Reproduce verbatim the rows from the line with "Where can the yellow" up to and including the line with "x=585, y=297".

## SUPPLIED INFORMATION:
----------

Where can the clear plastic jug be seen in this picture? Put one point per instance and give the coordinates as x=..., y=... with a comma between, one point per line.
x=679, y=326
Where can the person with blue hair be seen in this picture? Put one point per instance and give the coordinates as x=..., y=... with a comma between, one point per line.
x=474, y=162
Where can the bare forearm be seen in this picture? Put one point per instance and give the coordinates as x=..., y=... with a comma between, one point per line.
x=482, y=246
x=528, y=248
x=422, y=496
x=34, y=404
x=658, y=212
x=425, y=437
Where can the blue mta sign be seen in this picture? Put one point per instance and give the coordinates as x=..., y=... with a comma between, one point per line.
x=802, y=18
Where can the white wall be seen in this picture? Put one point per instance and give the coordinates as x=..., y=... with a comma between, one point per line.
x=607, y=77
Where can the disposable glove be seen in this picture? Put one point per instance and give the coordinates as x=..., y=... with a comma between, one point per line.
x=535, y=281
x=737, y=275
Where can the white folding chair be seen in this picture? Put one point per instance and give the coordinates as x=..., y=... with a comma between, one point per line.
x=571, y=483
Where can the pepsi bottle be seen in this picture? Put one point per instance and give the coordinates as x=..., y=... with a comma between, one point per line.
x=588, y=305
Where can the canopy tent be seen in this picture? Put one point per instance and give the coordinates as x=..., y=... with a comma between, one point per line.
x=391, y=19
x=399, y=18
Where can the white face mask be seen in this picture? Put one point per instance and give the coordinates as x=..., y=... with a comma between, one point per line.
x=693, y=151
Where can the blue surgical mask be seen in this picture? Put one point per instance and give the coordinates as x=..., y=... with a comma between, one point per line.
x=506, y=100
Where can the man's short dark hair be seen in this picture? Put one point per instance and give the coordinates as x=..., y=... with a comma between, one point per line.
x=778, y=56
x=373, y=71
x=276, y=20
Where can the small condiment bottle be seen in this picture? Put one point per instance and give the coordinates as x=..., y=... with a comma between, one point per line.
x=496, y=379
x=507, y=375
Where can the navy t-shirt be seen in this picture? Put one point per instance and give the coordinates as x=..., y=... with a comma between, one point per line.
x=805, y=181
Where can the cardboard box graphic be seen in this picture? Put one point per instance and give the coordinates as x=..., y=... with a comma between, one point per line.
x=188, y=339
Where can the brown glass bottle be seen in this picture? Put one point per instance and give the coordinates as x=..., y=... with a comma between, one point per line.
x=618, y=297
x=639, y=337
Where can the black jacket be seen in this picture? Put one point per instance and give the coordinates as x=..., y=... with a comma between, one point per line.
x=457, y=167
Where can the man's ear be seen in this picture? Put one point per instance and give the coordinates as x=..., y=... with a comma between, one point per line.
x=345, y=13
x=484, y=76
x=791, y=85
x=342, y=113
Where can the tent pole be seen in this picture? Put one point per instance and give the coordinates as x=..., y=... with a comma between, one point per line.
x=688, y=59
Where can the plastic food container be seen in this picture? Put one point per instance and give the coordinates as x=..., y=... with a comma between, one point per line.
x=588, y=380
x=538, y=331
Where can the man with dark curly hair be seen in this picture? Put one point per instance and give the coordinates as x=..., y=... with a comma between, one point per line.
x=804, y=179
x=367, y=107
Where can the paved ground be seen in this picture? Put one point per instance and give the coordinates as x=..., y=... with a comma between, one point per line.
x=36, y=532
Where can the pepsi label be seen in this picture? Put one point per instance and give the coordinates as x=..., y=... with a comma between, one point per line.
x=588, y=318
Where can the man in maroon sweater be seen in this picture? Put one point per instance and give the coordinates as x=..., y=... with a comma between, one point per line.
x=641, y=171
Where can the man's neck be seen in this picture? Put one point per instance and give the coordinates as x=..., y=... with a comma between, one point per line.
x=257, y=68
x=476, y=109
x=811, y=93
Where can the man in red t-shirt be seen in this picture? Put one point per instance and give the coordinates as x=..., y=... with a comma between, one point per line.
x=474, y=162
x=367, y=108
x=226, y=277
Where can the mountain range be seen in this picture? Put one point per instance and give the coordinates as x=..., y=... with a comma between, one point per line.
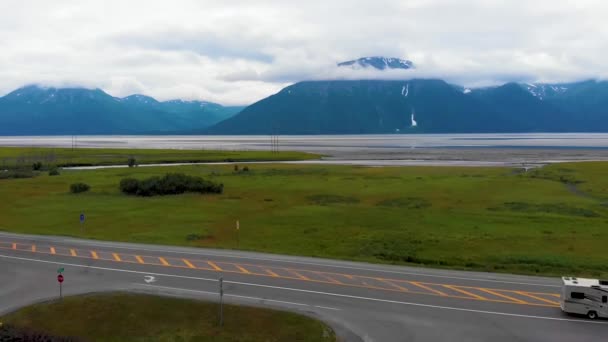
x=423, y=106
x=320, y=107
x=35, y=110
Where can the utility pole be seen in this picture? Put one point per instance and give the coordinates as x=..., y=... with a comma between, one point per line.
x=221, y=301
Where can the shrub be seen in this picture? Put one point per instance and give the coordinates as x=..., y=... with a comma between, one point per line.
x=16, y=174
x=9, y=333
x=129, y=186
x=77, y=188
x=54, y=171
x=169, y=184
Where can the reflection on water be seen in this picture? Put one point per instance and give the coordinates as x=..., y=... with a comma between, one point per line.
x=324, y=143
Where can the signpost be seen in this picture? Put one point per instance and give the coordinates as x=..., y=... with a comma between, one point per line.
x=60, y=280
x=221, y=301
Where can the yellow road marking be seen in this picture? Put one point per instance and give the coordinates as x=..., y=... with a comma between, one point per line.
x=332, y=280
x=519, y=301
x=271, y=273
x=242, y=269
x=299, y=275
x=537, y=298
x=464, y=292
x=215, y=267
x=359, y=280
x=393, y=284
x=428, y=288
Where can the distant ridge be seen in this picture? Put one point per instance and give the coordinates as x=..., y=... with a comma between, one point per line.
x=35, y=110
x=422, y=106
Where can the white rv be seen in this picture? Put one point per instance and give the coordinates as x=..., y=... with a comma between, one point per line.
x=585, y=297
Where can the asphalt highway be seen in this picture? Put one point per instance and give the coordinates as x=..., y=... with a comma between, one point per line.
x=362, y=302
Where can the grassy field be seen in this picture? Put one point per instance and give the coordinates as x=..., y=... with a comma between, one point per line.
x=130, y=317
x=11, y=157
x=550, y=221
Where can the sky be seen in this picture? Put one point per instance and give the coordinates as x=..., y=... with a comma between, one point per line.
x=236, y=52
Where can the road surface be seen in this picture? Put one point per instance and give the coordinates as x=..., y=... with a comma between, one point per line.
x=362, y=302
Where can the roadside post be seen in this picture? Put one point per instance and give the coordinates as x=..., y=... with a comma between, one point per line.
x=221, y=301
x=82, y=219
x=60, y=281
x=238, y=238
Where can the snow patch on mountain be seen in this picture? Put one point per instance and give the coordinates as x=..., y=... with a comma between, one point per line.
x=378, y=62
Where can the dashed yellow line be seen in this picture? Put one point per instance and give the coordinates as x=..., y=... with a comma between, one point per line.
x=215, y=267
x=498, y=294
x=242, y=269
x=537, y=298
x=429, y=288
x=299, y=275
x=271, y=273
x=332, y=280
x=356, y=281
x=465, y=292
x=401, y=288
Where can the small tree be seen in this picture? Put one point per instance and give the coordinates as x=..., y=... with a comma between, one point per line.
x=77, y=188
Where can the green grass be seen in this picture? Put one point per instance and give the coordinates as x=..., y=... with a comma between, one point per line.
x=131, y=317
x=490, y=219
x=11, y=157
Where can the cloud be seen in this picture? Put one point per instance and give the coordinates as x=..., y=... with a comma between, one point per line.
x=240, y=51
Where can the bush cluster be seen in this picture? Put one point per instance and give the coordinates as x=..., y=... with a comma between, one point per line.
x=16, y=174
x=8, y=333
x=77, y=188
x=54, y=171
x=169, y=184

----------

## WRITTEN REPLY:
Where can the yellow road marking be seen in this picture? Put one point per instance and give the coordinates as x=..., y=... with a comma between, one point per line.
x=332, y=280
x=519, y=301
x=271, y=273
x=242, y=269
x=299, y=275
x=537, y=298
x=464, y=292
x=215, y=267
x=359, y=280
x=393, y=284
x=428, y=288
Where can the distant ridge be seen in this picture? Put one point per instance and give the coordinates as x=..., y=... with a comma between, one point per line.
x=35, y=110
x=422, y=106
Where can the white rv be seen in this picture? Put one point per instance and give the coordinates as x=..., y=... with a comma between, one point per line.
x=585, y=297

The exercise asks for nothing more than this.